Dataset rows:
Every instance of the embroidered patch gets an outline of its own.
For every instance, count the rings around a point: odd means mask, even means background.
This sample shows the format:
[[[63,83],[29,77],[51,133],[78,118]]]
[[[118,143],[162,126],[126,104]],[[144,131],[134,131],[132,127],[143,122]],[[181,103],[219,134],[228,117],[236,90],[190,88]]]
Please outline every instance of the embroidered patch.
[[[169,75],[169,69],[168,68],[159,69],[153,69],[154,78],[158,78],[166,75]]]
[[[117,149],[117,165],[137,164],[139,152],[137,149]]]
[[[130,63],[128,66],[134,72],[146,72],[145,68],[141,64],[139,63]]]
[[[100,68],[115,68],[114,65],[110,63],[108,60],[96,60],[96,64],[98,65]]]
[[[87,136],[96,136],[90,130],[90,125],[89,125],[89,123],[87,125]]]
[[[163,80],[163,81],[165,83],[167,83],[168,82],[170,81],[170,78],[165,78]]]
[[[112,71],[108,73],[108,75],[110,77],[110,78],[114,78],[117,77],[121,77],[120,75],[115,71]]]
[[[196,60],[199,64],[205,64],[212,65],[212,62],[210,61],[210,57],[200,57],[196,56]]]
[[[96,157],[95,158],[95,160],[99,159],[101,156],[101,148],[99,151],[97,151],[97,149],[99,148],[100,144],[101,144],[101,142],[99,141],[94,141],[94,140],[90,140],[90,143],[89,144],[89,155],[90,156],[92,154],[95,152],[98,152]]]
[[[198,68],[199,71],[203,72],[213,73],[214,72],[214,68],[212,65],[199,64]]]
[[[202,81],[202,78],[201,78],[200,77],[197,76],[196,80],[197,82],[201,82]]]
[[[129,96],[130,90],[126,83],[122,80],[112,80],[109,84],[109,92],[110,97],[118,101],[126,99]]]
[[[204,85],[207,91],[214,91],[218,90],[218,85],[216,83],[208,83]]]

WHAT TO WORK ON: Please render the data above as a Markdown table with a "Row" column for the row number and a "Line" column for the line itself. Leave out any blank lines.

EXERCISE SOLUTION:
| Row | Line |
|---|---|
| 1 | Every instance of the embroidered patch gets an outline of its own. |
| 2 | For every instance, count the rings around a point: odd means mask, even means background. |
| 3 | This sample shows the format: |
| 4 | [[[63,83],[29,77],[51,133],[78,118]]] |
| 5 | [[[118,143],[162,126],[126,104]],[[144,131],[134,131],[132,127],[143,122]],[[181,103],[219,134],[228,117],[236,90],[190,88]]] |
| 6 | Please outline every instance of the embroidered patch. |
| 7 | [[[169,75],[169,69],[168,68],[159,69],[153,69],[154,78],[158,78],[166,75]]] |
| 8 | [[[117,149],[117,165],[137,164],[139,152],[137,149]]] |
| 9 | [[[130,63],[128,66],[134,72],[146,72],[145,68],[141,64],[139,63]]] |
| 10 | [[[100,68],[115,68],[114,65],[110,63],[108,60],[96,60],[96,64],[98,65]]] |
| 11 | [[[87,136],[96,136],[90,130],[90,125],[89,125],[89,123],[87,125]]] |
| 12 | [[[163,80],[163,81],[165,83],[167,83],[168,82],[170,81],[170,78],[165,78]]] |
| 13 | [[[112,71],[108,73],[108,75],[110,77],[110,78],[114,78],[117,77],[121,77],[120,75],[115,71]]] |
| 14 | [[[196,60],[199,64],[205,64],[212,65],[212,62],[210,61],[210,57],[200,57],[196,56]]] |
| 15 | [[[96,157],[95,158],[95,160],[99,159],[101,156],[101,148],[99,151],[97,151],[97,149],[99,148],[100,144],[101,144],[101,142],[99,141],[94,141],[94,140],[90,140],[90,143],[89,144],[89,155],[90,156],[92,154],[95,152],[98,152]]] |
| 16 | [[[198,68],[199,71],[203,72],[213,73],[214,72],[214,68],[212,65],[199,64]]] |
| 17 | [[[202,81],[202,78],[201,78],[200,77],[197,76],[196,80],[197,82],[201,82]]] |
| 18 | [[[129,96],[130,90],[126,83],[122,80],[112,80],[109,84],[109,92],[110,97],[118,101],[126,99]]] |
| 19 | [[[204,85],[207,91],[214,91],[218,90],[218,85],[216,83],[208,83]]] |